**Excerpt**
------------------------------------
A simple multivariate normal distribution failed. Anything wrong?

ecosang · March 28, 2021, 6:05am

Hello,
I am testing my toy code for a multivariate normal distribution.
After making a simple toy data, I did inference.
Simply
x\sim \text{MVN}(\mu,\Sigma)
\mu \sim N(3,5)

Also, I put some general priors over \Sigma.
I think this is a very simple problem, but the MCMC fails.
I am wondering if I did any mistake or it is nature of multivariate normal distribution.
I put error messages and seesion info below. But, it looks like all the 4 chains diverge neither they are similar.

Thanks

library(rstan)
library(mvtnorm)

set.seed(1234)
cov=matrix(c(1,0.5,0.3),nrow=3,ncol=1)%*%matrix(c(1,0.5,0.3),nrow=1,ncol=3)
# create data from 
dat=mvtnorm::rmvnorm(n=100,mean=c(0,6,7),sigma=cov)


stan_code='data {
  int<lower=1> N; // number of observations
  int<lower=1> J; // dimension of observations
  vector[J] x[N]; // observations
}
parameters {
  corr_matrix[J] Omega; 
  vector<lower=0>[J] sigma; 
  vector[J] mu; // a vector of Zeros (fixed means of observations)
------------------------------------
**Data supplied**
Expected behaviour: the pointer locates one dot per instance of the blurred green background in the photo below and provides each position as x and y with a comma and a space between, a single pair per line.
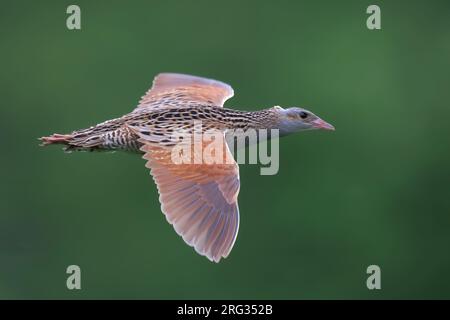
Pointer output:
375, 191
------------------------------------
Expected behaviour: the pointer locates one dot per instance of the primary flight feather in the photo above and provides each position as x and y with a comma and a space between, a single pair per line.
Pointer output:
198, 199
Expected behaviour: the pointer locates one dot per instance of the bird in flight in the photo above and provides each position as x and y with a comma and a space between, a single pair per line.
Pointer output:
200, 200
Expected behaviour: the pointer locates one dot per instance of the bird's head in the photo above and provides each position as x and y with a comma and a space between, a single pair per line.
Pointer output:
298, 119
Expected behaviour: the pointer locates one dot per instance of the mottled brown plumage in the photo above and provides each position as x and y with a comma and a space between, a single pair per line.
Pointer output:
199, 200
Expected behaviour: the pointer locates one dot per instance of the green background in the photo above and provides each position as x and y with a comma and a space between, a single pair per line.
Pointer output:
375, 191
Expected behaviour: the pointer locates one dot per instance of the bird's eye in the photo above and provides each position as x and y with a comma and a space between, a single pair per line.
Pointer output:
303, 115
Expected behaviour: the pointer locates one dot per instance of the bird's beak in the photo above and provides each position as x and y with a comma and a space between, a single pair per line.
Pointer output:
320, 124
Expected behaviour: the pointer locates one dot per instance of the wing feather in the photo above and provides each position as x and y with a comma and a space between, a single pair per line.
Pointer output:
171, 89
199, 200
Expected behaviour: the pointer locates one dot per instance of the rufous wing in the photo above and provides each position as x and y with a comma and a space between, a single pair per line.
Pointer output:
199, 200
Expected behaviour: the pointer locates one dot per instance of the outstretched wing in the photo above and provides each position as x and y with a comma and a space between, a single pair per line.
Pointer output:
------------------------------------
**Exercise aim**
Rewrite the forum post about fitting a multivariate normal model in Stan, starting at the words "I think this" and ending after "library(rstan)". Replace "MCMC" with "sampler".

**Response below**
I think this is a very simple problem, but the sampler fails.
I am wondering if I did any mistake or it is nature of multivariate normal distribution.
I put error messages and seesion info below. But, it looks like all the 4 chains diverge neither they are similar.

Thanks

library(rstan)